● Instructions to follow: Print the following records line for line, keeping every character unchanged.

--- start of Provided entries ---

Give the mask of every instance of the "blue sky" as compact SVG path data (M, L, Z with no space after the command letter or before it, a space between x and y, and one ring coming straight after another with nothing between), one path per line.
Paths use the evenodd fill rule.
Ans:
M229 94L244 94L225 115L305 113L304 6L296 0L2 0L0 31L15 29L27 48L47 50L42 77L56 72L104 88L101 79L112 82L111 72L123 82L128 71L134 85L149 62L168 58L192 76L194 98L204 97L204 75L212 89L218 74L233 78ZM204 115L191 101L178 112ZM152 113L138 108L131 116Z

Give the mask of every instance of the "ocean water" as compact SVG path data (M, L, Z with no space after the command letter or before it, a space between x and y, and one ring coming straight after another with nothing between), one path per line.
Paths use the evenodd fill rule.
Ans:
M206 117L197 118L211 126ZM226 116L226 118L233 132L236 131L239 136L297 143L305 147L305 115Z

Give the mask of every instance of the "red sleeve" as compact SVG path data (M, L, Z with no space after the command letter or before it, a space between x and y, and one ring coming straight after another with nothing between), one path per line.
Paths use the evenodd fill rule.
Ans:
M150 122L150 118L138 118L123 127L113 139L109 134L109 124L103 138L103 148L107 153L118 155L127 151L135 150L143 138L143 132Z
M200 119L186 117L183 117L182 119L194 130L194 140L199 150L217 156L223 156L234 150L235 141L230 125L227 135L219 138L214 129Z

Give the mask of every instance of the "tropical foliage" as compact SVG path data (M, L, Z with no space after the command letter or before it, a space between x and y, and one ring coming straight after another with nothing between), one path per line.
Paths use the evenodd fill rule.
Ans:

--- end of Provided entries ---

● Reply to the task:
Give the mask of every instance of the "blue sky" as compact SVG path data (M, L, Z with no space after the command letter or before it, a space between x and y, and one ring coming straight after another with nothing between), one path per line.
Paths use the evenodd fill rule.
Ans:
M229 94L244 94L225 115L305 113L304 6L296 0L2 0L0 31L15 29L27 48L47 50L42 77L56 72L104 88L101 79L112 82L111 72L123 82L128 71L134 85L149 62L168 58L192 76L194 98L204 97L204 75L212 89L218 74L233 78ZM204 115L191 101L178 112ZM152 113L138 108L131 116Z

Give the mask of every instance of the "ocean water" as compact SVG path data (M, L, Z with no space after the command letter or before it, a space between x and y, and one ring coming straight after another with nothing between), one path per line.
Paths use the evenodd fill rule.
Ans:
M206 117L197 118L211 126ZM226 116L226 118L233 132L236 131L239 136L297 143L305 147L305 115Z

Give the mask of every instance of the "red sleeve" as compact SVG path data (M, L, Z with no space after the command letter or before it, a space between x and y, and one ring coming straight after another with nothing between), one path per line.
Paths use the evenodd fill rule.
Ans:
M150 122L150 118L138 118L123 127L113 139L109 134L109 124L103 138L103 148L107 153L118 155L127 151L135 150L143 138L143 132Z
M200 119L186 117L183 117L182 119L194 130L194 140L199 150L217 156L223 156L234 150L235 141L230 125L227 135L219 138L214 129Z

Give the mask of every instance of the "tropical foliage" as compact SVG path data (M, L, Z with no space after the command letter or before it, a space between x and y, and one ring coming straight after another with nothing between), one path per line.
Paths use the evenodd fill rule.
Ans:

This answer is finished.